> _WORK INSTRUCTIONS_:
**1)** In the article on vanishing and exploding gradients, translate this sentence into Spanish: "Each layer on the RNN represents a distinct time step and the weights are shared across time."
**2)** Name every type of neural network that the article on vanishing and exploding gradients mentions.
**3)** From the article on vanishing and exploding gradients, repeat word for word the passage from "Vanishing And Exploding" to "the exploding gradients.".

Vanishing And Exploding Gradient Problems

Jefkine, 21 May 2018

Introduction

Two of the common problems associated with training of deep neural networks using gradient-based learning methods and backpropagation include the vanishing gradients and that of the exploding gradients.

In this article we explore how these problems affect the training of recurrent neural networks and also explore some of the methods that have been proposed as solutions.

Recurrent Neural Network

A recurrent neural network has the structure of multiple feedforward neural networks with connections among their hidden units. Each layer on the RNN represents a distinct time step and the weights are shared across time.

The combined feedfoward neural networks work over time to compute parts of the output one at a time sequentially.

Connections among the hidden units allow the model to iteratively build a relevant summary of past observations hence capturing dependencies between events that are several steps apart in the data.

An illustration of the RNN model is given below:

RNN Model

For any given time point $t$ , the hidden state $\textbf{h}_{t}$ is computed using a function $f_{\textbf{W}}$ with parameters $\textbf{W}$ that takes in the current data point $\textbf{x}_{t}$ and hidden state in the previous time point $\textbf{h}_{t-1}$ . i.e $f_{\textbf{W}}(\textbf{h}_{t-1}, \textbf{x}_{t})$ .

$\textbf{W}$ represents a set of tunable parameters or weights on which the function $f_{\textbf{W}}$ depends. Note that the same weight matrix $\textbf{W}$ and function $f$ are used at every timestep.

> _PROVIDED MATERIAL_:
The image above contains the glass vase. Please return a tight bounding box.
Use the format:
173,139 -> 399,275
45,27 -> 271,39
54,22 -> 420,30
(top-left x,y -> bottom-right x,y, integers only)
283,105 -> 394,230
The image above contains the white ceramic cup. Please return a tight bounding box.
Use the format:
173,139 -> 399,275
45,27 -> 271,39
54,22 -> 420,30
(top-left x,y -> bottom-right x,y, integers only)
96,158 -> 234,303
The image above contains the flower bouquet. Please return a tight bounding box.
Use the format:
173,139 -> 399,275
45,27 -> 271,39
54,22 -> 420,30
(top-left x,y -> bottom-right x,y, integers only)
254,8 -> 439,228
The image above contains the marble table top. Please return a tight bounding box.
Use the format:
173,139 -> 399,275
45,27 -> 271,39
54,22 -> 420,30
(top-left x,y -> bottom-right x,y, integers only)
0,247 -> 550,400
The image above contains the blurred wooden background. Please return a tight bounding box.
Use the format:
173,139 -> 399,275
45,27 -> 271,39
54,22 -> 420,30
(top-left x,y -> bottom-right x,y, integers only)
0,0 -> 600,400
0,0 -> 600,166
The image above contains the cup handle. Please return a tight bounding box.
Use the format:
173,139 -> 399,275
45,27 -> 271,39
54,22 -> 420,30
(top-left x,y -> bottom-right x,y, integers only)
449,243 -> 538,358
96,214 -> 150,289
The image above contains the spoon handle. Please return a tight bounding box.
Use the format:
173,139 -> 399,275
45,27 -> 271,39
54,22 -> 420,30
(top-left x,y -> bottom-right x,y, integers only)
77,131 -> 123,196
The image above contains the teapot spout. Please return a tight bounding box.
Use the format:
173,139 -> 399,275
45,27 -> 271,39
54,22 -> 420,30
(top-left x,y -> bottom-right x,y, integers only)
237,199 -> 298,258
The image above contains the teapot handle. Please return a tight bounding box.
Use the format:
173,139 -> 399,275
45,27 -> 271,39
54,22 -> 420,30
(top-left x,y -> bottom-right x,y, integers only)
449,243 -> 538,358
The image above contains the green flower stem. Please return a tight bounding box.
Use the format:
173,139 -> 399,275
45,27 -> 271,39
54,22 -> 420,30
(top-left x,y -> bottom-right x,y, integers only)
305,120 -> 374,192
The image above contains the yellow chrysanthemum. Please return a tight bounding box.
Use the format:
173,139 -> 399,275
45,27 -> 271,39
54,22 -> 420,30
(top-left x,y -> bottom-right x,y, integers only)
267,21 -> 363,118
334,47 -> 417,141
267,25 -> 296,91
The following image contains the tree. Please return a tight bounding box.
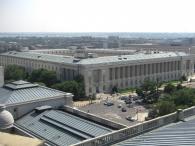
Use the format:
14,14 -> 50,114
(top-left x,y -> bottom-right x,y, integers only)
164,83 -> 176,94
112,86 -> 118,93
29,69 -> 57,87
5,65 -> 28,80
156,100 -> 176,116
172,88 -> 195,107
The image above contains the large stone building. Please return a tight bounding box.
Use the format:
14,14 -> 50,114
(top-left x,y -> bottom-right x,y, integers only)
0,49 -> 194,95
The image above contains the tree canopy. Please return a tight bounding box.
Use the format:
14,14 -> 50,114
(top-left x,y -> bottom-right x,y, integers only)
51,75 -> 85,100
164,83 -> 176,94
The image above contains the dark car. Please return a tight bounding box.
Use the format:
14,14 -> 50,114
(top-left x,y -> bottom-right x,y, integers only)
120,96 -> 129,100
104,101 -> 114,106
125,99 -> 132,104
126,116 -> 135,122
121,107 -> 127,112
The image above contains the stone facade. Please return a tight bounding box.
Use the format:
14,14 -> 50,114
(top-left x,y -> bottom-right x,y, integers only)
0,52 -> 194,95
0,66 -> 4,87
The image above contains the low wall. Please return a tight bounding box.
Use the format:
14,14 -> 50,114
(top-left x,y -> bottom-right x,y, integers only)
183,106 -> 195,118
64,106 -> 127,130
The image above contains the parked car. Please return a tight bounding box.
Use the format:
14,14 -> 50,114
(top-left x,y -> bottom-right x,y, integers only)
120,96 -> 129,100
121,107 -> 127,112
126,116 -> 135,122
118,104 -> 122,108
104,101 -> 114,106
125,99 -> 132,104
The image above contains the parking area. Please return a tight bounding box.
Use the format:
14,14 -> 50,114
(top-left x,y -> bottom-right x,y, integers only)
78,95 -> 148,126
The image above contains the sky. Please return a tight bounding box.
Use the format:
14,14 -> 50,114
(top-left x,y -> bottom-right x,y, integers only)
0,0 -> 195,32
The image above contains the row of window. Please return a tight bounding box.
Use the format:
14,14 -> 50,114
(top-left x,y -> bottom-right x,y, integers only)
109,61 -> 181,80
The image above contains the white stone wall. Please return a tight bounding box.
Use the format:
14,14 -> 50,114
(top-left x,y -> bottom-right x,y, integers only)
0,66 -> 4,87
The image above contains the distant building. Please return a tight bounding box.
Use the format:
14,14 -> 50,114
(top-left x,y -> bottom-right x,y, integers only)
0,81 -> 73,119
0,66 -> 4,87
0,49 -> 194,95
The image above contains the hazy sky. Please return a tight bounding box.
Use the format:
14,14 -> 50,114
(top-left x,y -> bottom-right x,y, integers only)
0,0 -> 195,32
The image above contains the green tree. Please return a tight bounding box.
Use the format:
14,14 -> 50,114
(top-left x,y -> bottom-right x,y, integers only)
29,69 -> 57,87
136,80 -> 159,103
52,75 -> 85,100
172,88 -> 195,107
164,83 -> 176,94
5,65 -> 28,80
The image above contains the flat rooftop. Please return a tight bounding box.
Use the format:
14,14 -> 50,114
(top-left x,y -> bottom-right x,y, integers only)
15,110 -> 113,146
113,117 -> 195,146
0,51 -> 188,65
0,132 -> 43,146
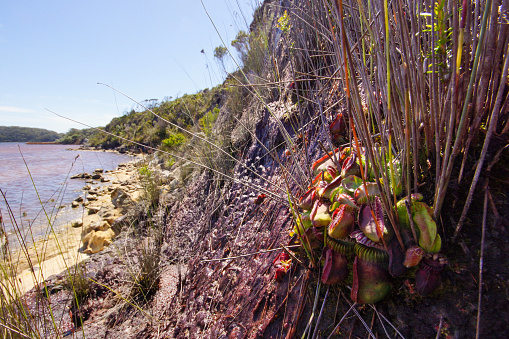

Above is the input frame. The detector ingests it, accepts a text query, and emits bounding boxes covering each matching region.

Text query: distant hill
[0,126,61,142]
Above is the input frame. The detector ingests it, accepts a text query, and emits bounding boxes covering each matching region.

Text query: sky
[0,0,259,133]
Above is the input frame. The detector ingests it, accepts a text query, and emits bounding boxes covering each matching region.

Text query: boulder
[111,215,128,234]
[71,219,83,228]
[71,172,92,179]
[98,208,119,225]
[82,228,115,254]
[111,187,133,209]
[87,206,101,214]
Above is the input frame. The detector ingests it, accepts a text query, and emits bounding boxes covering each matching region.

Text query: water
[0,143,132,248]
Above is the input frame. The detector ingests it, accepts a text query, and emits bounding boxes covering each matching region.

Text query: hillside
[4,0,509,338]
[0,126,61,142]
[58,85,222,152]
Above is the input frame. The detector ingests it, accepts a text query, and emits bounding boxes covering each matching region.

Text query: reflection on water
[0,143,131,248]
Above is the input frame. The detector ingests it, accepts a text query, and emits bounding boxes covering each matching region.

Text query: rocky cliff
[24,0,508,338]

> _OUTPUTS IN ORDER_:
**1)** Cada capa de la RNN representa un paso de tiempo distinto y los pesos se comparten a lo largo del tiempo.

**2)**
- Deep neural networks
- Recurrent neural networks
- Feedforward neural networks

**3)**
Vanishing And Exploding Gradient Problems

Jefkine, 21 May 2018

Introduction

Two of the common problems associated with training of deep neural networks using gradient-based learning methods and backpropagation include the vanishing gradients and that of the exploding gradients.